Exercise details:
In the listing below, find every line containing "tire" and copy it out.
BEGIN
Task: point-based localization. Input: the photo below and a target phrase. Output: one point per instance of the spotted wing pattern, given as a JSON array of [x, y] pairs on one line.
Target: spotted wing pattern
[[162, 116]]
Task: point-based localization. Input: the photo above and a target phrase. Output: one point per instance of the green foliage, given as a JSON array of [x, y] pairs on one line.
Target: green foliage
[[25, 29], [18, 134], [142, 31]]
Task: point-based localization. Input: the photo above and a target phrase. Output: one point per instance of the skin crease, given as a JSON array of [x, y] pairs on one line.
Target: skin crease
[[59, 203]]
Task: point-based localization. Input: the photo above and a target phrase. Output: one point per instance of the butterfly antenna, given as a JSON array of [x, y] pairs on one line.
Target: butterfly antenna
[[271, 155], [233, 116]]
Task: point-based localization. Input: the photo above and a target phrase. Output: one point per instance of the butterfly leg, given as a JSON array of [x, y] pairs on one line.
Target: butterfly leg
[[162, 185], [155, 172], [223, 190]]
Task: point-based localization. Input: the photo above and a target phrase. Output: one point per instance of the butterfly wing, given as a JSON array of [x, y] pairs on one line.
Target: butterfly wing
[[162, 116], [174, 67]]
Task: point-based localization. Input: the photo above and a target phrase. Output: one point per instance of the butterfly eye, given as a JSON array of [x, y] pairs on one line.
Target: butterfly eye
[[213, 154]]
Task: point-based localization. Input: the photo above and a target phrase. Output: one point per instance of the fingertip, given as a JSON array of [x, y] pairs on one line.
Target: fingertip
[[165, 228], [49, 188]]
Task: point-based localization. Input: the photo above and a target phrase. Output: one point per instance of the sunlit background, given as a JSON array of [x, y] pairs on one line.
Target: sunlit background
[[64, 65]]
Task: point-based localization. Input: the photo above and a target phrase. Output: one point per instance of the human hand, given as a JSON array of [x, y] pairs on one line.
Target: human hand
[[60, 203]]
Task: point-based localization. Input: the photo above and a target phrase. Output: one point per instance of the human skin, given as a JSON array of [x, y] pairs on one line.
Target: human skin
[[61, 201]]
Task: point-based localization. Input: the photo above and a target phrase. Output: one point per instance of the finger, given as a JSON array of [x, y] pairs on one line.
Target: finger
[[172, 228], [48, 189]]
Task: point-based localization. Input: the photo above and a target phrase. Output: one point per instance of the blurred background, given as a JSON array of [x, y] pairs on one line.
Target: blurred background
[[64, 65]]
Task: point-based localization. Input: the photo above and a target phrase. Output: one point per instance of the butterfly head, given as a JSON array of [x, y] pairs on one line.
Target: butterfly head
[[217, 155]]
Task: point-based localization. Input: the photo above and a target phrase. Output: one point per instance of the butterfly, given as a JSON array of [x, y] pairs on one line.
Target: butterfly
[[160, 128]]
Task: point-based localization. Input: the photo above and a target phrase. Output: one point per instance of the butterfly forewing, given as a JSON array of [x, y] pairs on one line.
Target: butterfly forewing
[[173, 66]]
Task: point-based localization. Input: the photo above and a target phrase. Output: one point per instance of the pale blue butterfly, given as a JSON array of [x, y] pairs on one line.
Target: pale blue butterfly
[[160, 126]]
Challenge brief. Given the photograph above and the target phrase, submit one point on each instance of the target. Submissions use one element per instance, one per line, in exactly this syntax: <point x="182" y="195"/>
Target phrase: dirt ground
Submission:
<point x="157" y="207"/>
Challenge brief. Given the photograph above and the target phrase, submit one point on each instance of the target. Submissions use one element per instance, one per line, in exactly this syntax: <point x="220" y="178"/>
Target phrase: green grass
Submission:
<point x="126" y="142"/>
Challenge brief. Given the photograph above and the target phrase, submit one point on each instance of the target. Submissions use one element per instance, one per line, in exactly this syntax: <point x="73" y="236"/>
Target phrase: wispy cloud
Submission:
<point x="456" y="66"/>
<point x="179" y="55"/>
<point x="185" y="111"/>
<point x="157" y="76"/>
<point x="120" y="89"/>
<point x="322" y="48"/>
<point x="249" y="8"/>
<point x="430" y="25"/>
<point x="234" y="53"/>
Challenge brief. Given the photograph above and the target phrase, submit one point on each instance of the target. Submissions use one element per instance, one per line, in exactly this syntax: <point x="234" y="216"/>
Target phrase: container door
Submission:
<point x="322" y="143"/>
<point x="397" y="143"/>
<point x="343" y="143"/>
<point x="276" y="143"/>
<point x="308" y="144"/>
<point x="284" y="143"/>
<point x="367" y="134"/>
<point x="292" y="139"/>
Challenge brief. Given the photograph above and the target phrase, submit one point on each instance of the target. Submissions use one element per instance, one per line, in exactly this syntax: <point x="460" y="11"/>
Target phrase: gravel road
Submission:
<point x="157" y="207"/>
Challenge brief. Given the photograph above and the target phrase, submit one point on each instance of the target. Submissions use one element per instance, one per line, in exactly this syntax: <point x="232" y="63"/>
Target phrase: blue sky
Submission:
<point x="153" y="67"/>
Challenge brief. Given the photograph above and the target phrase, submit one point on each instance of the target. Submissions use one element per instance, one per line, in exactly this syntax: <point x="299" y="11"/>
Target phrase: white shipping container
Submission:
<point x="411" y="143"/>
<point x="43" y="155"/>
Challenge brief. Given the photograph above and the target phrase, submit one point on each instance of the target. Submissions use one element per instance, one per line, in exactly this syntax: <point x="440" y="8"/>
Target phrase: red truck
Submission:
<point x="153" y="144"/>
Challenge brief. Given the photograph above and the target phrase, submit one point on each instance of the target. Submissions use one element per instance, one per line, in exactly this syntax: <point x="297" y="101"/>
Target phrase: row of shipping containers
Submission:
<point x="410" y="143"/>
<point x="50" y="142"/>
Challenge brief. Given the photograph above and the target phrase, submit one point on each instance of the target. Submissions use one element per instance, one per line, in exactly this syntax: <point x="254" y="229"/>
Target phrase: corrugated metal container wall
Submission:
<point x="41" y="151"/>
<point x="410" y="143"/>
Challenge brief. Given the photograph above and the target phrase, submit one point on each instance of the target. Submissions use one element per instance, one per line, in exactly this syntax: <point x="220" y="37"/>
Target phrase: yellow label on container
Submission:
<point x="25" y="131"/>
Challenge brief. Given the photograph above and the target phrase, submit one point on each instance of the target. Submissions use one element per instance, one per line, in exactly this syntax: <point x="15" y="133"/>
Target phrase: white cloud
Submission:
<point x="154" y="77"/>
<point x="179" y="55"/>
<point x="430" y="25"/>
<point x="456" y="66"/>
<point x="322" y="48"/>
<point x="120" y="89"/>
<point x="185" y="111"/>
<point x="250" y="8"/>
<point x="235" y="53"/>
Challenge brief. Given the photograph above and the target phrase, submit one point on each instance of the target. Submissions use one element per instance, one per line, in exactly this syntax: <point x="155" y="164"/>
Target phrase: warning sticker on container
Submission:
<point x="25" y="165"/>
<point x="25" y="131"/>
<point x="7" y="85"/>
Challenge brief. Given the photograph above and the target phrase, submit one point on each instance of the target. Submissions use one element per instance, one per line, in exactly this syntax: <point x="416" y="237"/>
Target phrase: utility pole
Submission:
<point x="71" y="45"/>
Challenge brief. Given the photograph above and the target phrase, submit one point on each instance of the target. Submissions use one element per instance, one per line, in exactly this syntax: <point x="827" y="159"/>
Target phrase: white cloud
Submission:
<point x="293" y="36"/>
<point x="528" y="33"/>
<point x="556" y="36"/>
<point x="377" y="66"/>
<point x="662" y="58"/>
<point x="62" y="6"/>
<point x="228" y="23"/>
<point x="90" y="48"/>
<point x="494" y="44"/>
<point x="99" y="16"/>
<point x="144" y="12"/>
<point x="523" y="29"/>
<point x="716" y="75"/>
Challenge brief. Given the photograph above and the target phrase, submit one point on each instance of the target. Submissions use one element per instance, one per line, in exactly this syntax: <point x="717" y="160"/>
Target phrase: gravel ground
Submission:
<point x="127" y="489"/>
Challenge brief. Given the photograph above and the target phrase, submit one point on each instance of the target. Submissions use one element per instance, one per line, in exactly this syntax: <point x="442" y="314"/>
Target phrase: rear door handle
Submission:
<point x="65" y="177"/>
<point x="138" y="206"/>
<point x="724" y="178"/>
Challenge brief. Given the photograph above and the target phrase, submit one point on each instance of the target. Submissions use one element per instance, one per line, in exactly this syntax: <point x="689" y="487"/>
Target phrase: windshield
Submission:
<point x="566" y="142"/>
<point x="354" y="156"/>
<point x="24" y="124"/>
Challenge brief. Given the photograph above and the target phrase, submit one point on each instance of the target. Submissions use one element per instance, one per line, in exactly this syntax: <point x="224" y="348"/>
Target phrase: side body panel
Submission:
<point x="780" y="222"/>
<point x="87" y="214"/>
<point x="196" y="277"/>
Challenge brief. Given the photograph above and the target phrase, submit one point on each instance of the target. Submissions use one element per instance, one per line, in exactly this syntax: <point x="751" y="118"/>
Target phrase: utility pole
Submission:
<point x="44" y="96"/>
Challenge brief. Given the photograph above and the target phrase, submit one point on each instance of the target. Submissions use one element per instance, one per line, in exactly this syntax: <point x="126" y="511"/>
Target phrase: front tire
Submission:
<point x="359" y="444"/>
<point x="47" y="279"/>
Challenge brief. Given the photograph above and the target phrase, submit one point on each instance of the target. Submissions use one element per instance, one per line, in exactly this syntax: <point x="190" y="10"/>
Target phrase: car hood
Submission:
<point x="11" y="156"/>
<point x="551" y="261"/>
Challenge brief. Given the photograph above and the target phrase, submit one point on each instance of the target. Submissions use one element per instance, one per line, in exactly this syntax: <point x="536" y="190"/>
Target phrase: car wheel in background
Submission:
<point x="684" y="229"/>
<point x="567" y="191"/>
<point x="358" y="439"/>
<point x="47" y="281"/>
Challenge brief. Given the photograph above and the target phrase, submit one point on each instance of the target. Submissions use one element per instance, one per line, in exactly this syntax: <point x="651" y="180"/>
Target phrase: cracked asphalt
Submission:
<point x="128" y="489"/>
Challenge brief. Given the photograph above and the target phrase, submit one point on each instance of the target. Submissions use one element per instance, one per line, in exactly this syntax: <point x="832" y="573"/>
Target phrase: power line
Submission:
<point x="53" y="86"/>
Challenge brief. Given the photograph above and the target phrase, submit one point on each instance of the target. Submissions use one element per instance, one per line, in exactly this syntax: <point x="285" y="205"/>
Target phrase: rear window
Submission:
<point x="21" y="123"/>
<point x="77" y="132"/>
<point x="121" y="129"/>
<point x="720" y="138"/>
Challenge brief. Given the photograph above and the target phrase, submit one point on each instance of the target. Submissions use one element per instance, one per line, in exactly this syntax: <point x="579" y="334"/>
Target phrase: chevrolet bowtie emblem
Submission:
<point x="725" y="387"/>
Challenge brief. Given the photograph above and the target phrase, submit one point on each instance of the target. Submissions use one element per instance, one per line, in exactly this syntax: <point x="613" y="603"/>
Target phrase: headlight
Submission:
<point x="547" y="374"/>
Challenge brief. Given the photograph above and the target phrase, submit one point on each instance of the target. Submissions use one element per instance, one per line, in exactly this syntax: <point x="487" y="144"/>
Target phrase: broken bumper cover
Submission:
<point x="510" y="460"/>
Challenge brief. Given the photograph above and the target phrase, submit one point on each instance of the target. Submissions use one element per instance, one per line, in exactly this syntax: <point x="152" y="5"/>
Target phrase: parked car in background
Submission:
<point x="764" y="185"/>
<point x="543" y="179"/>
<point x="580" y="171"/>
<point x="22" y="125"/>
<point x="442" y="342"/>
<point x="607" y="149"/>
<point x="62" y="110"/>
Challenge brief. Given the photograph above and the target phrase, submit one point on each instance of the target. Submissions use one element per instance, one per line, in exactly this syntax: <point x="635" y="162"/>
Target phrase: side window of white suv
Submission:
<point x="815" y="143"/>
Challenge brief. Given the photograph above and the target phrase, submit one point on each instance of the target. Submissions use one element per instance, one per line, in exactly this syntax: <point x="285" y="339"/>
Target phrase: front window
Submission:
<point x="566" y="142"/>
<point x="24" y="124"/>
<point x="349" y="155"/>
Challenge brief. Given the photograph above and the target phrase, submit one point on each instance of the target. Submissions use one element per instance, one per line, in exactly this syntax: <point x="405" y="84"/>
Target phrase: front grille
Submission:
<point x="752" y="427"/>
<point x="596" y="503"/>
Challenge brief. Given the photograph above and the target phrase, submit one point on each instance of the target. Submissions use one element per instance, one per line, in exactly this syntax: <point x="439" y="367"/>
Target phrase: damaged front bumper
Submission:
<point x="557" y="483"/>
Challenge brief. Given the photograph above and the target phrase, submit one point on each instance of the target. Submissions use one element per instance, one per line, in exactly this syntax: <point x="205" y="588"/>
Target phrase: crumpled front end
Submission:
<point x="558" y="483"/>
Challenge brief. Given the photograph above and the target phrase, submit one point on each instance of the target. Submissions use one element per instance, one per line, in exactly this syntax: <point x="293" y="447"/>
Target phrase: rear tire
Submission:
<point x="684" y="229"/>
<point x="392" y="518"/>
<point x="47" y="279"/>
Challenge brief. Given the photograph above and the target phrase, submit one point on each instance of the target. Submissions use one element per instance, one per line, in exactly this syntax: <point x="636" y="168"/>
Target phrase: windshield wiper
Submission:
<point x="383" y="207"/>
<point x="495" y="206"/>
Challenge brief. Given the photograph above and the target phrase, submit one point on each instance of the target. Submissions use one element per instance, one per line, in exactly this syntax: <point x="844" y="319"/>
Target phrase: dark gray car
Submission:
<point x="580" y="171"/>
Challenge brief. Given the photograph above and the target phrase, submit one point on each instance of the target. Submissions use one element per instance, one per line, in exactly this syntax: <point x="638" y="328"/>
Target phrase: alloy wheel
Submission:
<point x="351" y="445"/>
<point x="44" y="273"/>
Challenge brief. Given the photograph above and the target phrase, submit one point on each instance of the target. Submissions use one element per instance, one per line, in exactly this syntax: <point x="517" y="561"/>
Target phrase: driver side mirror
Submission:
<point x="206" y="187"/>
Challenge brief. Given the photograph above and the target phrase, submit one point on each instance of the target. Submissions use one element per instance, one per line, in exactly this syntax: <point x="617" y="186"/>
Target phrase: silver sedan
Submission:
END
Exercise answer:
Target phrase: front tire
Target phrase: rear tire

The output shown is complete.